DATASET:
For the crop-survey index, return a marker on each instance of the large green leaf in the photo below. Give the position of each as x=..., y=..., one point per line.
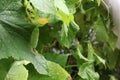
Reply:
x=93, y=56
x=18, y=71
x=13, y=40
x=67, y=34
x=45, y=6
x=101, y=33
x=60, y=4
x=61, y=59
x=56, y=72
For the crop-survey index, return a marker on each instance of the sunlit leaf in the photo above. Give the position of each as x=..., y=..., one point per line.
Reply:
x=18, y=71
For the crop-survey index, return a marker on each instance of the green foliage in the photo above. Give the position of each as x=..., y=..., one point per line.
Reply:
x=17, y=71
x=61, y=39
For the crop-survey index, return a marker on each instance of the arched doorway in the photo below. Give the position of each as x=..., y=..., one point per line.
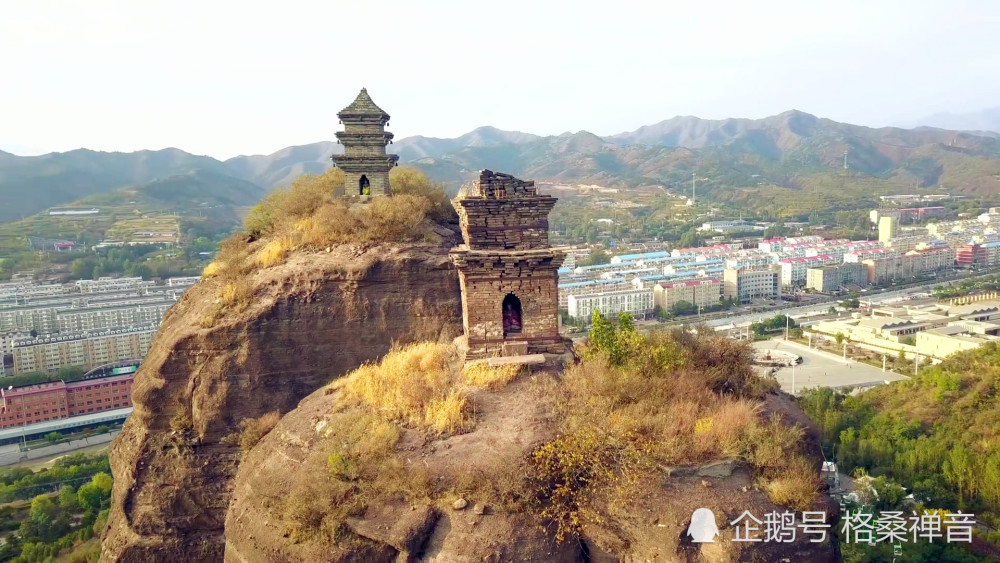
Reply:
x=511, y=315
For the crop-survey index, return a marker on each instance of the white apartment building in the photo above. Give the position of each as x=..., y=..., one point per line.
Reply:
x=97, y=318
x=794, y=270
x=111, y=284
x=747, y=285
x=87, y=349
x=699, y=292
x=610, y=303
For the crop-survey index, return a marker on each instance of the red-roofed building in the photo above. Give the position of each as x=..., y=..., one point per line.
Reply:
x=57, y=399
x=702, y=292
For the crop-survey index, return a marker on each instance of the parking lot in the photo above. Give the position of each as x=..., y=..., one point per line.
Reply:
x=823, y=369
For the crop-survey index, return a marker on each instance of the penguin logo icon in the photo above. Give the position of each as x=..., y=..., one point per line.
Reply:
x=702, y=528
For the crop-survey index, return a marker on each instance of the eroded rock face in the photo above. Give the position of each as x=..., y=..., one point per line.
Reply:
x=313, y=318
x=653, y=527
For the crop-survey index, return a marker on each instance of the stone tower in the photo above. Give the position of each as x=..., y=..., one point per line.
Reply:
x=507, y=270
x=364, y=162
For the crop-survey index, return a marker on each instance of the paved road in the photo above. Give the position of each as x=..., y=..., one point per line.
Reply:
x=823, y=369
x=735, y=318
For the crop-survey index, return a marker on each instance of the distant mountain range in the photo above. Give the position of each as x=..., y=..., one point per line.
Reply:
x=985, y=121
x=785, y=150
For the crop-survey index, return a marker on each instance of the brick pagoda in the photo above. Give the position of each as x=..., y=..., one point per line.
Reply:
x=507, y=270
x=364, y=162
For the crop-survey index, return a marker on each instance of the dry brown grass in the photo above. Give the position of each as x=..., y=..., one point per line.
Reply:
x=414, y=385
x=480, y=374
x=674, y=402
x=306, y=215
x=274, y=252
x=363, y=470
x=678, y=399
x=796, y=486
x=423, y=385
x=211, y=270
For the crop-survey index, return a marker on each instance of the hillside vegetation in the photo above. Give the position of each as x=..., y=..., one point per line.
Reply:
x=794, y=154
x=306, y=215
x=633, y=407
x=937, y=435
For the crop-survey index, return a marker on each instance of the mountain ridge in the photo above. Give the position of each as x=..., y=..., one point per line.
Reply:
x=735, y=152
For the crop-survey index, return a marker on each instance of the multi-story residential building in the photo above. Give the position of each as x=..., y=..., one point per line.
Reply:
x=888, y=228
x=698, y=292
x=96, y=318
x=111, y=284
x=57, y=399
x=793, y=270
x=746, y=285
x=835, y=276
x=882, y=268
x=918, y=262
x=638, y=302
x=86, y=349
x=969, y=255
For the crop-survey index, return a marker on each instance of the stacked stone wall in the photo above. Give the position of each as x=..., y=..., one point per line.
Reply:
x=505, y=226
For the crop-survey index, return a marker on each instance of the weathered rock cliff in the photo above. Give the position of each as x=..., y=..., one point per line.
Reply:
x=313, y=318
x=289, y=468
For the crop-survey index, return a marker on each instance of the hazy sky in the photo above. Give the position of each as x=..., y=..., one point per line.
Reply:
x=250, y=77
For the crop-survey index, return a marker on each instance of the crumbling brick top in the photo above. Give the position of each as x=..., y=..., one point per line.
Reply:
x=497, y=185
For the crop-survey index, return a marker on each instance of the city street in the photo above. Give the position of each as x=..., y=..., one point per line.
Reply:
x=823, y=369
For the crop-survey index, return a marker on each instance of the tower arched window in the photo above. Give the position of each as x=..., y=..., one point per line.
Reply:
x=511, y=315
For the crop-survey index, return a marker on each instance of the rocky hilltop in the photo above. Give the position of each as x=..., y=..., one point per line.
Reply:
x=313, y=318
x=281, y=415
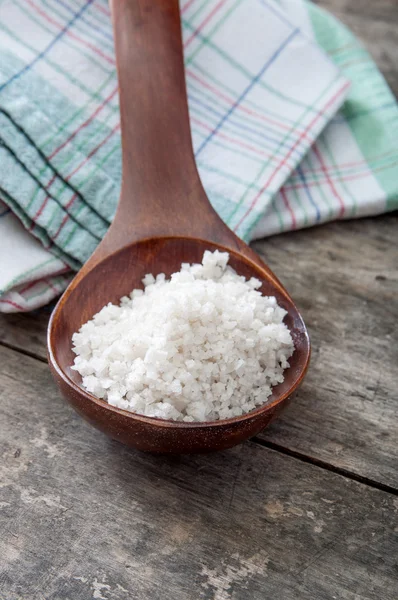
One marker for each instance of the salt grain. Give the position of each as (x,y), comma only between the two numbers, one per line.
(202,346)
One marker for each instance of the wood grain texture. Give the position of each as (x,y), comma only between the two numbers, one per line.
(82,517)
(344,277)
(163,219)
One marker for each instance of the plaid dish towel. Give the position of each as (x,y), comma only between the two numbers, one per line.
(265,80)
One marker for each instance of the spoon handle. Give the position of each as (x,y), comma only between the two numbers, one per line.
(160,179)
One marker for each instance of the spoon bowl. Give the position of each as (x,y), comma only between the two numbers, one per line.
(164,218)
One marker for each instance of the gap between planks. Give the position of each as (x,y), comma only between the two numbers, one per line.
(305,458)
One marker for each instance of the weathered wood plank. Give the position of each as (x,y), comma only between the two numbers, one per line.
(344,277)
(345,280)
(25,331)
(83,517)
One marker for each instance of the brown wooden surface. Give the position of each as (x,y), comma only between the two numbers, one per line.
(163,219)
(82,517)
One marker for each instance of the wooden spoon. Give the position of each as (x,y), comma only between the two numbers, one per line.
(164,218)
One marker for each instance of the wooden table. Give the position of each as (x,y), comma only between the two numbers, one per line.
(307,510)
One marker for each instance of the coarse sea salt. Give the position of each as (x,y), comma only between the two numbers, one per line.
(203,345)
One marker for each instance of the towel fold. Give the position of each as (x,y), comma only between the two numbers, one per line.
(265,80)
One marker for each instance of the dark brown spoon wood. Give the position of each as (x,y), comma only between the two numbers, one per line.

STATED EXERCISE:
Write out the stretch of items from the line containing "of the hillside" through the line containing "x=937, y=435", reproducing each line exactly.

CORRECT OUTPUT:
For the crop-survey index, return a marker on each instance of the hillside vegetation in the photo above. Give the position of each as x=..., y=..., one point per line.
Reply:
x=794, y=154
x=306, y=215
x=633, y=407
x=937, y=435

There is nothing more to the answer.